=== Instructions for the task ===
Check each line of the records for "fleece"; collect those that have it.

Natural language region descriptions
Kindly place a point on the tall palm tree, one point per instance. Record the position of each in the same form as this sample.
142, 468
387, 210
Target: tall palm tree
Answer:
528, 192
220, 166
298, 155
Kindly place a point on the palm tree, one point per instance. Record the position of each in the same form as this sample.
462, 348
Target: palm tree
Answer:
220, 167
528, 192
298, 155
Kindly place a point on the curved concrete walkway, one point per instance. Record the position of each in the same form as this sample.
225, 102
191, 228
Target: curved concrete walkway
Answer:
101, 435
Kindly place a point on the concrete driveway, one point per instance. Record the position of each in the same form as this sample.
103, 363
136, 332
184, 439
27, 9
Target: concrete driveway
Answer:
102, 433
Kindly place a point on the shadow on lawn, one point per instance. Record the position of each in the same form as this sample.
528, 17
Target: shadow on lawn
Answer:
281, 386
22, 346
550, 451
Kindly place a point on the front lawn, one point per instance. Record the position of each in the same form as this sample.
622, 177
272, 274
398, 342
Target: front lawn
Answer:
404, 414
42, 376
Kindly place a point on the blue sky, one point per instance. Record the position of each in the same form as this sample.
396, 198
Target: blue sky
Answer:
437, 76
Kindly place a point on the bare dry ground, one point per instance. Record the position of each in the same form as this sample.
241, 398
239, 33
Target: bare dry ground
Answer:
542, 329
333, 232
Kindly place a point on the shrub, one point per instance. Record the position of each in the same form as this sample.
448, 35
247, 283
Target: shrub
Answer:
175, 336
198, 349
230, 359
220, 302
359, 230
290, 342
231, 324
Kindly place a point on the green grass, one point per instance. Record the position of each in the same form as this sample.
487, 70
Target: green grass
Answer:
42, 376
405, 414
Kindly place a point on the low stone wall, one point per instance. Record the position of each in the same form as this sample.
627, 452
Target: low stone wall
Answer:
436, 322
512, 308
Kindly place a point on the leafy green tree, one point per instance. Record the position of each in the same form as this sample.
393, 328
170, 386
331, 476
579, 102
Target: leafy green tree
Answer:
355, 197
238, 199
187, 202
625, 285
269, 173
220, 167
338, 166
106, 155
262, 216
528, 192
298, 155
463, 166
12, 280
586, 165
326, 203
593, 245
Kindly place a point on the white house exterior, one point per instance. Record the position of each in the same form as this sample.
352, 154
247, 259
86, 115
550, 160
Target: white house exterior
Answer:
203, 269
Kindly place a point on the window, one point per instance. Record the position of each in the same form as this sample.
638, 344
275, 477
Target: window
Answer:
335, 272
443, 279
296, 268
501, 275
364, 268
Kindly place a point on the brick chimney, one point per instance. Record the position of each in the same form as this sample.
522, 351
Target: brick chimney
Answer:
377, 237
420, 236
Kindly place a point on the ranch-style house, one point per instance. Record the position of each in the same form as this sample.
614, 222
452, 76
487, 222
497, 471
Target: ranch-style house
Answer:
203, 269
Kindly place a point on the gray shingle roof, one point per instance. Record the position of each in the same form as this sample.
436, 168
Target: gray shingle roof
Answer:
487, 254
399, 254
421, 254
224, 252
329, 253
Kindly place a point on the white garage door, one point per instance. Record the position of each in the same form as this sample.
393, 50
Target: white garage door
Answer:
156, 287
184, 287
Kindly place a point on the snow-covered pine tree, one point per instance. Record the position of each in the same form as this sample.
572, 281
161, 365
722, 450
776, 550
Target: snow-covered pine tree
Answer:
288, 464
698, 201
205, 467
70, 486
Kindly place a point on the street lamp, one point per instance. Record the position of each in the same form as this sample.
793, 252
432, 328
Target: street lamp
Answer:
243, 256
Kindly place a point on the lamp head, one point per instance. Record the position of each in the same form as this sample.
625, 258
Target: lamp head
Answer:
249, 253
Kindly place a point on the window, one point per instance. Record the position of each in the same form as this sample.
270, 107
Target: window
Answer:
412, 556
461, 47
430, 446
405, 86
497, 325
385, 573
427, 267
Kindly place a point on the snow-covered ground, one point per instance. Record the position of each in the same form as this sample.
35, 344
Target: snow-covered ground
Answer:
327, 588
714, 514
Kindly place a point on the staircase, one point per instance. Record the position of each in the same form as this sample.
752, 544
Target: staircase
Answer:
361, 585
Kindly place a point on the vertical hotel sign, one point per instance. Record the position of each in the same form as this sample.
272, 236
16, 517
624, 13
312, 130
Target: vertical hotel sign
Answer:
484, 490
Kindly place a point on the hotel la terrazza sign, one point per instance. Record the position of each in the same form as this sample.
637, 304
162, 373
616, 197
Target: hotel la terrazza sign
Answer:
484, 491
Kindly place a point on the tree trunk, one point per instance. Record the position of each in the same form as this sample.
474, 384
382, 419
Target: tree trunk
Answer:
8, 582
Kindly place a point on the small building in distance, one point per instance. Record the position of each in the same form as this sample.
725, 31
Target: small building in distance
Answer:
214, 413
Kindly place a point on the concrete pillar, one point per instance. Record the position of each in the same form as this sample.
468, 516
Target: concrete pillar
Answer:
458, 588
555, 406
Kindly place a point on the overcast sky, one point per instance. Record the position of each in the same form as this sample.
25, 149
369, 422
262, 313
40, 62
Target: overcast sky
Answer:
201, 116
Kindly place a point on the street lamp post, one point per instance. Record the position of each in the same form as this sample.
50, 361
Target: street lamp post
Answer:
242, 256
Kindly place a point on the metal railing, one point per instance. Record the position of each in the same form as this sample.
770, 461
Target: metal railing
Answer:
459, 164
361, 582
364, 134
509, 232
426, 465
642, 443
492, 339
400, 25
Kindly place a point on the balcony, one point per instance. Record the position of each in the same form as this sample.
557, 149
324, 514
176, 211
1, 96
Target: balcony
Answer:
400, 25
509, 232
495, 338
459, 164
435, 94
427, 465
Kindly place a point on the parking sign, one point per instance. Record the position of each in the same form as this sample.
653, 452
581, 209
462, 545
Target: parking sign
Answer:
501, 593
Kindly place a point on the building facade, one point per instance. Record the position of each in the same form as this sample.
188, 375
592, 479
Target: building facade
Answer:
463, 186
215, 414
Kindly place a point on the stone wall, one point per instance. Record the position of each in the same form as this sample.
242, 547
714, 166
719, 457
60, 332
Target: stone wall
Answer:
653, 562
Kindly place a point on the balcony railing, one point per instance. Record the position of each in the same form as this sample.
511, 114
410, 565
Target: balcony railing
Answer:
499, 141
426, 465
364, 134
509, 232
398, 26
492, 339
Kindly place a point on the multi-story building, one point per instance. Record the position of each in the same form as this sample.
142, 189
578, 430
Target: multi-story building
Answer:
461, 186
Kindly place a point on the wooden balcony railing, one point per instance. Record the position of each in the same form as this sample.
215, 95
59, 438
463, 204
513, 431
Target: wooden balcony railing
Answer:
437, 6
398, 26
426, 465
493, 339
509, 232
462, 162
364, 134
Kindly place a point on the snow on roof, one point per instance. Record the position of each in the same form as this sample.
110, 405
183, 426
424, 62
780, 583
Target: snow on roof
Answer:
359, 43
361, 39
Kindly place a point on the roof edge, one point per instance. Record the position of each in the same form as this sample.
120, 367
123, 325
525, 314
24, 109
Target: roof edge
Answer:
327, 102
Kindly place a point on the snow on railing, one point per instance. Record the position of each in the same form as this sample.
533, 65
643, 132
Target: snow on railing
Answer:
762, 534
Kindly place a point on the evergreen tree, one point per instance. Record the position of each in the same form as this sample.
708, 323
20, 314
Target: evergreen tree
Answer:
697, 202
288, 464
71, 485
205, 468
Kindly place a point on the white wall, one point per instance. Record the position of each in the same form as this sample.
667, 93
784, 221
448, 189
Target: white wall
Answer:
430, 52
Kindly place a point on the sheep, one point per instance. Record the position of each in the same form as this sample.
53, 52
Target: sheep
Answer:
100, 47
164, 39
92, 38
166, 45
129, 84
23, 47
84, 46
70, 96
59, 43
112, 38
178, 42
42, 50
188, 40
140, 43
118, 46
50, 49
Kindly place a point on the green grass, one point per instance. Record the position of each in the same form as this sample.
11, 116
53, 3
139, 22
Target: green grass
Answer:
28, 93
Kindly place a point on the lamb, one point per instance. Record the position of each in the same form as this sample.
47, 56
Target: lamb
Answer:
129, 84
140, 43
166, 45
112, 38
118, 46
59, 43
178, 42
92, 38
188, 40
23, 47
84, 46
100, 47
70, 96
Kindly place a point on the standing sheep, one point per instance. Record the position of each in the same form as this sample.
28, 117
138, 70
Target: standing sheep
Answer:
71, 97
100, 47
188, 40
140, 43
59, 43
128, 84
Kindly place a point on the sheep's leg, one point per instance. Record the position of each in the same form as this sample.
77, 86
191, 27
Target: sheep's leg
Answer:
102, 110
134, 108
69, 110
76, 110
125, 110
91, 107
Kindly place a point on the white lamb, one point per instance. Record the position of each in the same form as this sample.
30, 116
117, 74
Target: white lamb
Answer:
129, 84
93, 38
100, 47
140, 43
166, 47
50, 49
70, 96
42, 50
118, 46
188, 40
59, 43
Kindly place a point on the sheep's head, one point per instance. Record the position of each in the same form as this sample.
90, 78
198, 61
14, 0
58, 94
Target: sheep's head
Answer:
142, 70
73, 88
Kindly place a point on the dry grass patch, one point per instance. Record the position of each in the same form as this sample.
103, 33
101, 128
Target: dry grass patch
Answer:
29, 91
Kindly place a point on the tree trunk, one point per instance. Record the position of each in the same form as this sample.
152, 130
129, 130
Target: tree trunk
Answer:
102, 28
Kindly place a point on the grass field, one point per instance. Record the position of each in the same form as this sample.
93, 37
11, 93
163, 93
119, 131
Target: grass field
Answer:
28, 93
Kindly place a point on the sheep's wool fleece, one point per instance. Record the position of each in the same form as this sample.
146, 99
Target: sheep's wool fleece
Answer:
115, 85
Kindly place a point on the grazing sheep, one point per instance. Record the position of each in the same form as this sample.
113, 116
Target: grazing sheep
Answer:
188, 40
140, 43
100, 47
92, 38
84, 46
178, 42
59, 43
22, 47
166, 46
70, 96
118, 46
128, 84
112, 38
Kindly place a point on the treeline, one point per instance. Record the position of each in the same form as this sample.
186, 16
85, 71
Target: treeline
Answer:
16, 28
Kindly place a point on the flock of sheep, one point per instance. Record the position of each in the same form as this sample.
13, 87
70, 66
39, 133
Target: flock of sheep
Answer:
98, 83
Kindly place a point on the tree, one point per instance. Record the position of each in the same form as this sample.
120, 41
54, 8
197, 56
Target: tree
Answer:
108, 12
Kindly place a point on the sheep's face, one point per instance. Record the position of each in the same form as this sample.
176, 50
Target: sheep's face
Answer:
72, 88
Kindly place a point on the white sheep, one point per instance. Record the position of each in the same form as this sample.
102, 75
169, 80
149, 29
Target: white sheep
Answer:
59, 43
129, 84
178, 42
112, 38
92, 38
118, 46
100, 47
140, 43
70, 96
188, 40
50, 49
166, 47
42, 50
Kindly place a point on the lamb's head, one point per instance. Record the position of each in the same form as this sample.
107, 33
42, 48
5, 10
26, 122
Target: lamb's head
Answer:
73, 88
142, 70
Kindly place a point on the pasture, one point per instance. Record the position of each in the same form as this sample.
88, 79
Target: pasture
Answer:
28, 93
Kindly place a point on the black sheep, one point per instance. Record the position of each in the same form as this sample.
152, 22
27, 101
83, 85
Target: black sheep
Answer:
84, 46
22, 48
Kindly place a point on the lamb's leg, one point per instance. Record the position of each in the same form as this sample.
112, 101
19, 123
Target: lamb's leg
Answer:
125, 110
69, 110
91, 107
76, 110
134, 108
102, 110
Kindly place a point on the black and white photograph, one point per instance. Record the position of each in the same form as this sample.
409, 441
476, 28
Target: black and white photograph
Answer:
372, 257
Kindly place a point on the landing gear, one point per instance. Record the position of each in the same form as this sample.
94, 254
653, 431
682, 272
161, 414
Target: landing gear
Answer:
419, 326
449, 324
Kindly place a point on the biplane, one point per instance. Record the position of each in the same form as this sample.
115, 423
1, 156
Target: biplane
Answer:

=== Exercise answer ===
Kindly place a point on the sheep's wool fleece, one point per instance. Record the position of each in the same form as this sample.
Target: sheep's wool fleece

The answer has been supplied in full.